┌─ Extrait choisi

Vu la procédure suivante :
Procédure contentieuse antérieure
M. A... B... a demandé au tribunal administratif de Clermont-Ferrand de prononcer la décharge des cotisations supplémentaires d'impôt sur le revenu et des contributions sociales auxquelles il a été assujetti au titre des années 2012 et 2013, de la contribution exceptionnelle sur les hauts revenus à laquelle il a été assujetti au titre de l'année 2012 ainsi que des majorations correspondantes.
Par un jugement n° 1900964 du 29 mars 2022, le tribunal administratif de Clermont-Ferrand a rejeté sa demande.
Procédure devant la cour
Par une requête, enregistrée le 24 mai 2022, M. B..., représenté par Me Alexandre, demande à la cour :
1°) d'annuler ce jugement ;
2°) de prononcer la décharge de ces impositions et des majorations correspondantes ;
3°) d'ordonner la suspension de l'exécution de la mise en recouvrement des impositions contestées et qu'il soit sursis à l'exécution du jugement attaqué ;
4°) de mettre à la charge de l'Etat la somme de 2 500 euros en application de l'article L. 761-1 du code de justice administrative.

└─

# Exercice 1:
Dans l'extrait ci-dessus, quelle somme M. B... demande-t-il à la cour de mettre à la charge de l'Etat ?

┌─ Données de l'exercice

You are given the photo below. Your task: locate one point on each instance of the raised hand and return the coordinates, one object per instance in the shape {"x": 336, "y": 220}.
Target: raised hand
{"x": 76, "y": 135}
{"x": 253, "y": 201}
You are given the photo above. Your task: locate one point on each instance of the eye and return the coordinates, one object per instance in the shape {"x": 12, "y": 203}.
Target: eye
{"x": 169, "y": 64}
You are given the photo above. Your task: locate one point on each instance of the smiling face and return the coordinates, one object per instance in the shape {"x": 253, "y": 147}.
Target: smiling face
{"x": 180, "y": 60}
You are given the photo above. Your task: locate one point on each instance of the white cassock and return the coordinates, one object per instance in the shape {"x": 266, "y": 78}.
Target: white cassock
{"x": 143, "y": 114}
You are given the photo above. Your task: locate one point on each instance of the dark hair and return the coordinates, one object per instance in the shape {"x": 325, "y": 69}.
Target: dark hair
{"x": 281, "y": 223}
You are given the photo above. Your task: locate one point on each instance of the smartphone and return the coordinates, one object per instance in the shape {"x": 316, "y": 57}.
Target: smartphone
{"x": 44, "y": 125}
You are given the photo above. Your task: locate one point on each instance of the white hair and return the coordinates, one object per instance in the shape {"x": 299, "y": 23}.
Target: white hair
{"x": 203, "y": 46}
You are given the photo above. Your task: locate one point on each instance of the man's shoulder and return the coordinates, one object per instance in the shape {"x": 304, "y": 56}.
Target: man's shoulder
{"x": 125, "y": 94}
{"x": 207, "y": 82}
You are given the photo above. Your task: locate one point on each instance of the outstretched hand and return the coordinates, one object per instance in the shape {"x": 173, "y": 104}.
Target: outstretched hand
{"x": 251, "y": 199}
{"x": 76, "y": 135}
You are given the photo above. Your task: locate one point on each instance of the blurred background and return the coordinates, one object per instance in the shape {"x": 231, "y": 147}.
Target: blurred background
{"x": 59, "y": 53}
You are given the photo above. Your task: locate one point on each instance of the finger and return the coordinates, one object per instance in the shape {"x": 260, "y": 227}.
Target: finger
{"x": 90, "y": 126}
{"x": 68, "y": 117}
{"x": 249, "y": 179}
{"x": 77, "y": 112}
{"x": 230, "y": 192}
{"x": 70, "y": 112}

└─

# Exercice 2:
Rassemblez, s'il vous plaît, toutes les lignes ci-dessus qui contiennent la chaîne « shoulder ».

# Résultat de l'exercice 1:
La somme de 2 500 euros, en application de l'article L. 761-1 du code de justice administrative.

# Résultat de l'exercice 2:
You are given the photo above. Your task: locate one point on each instance of the man's shoulder and return the coordinates, one object per instance in the shape {"x": 304, "y": 56}.
Target: man's shoulder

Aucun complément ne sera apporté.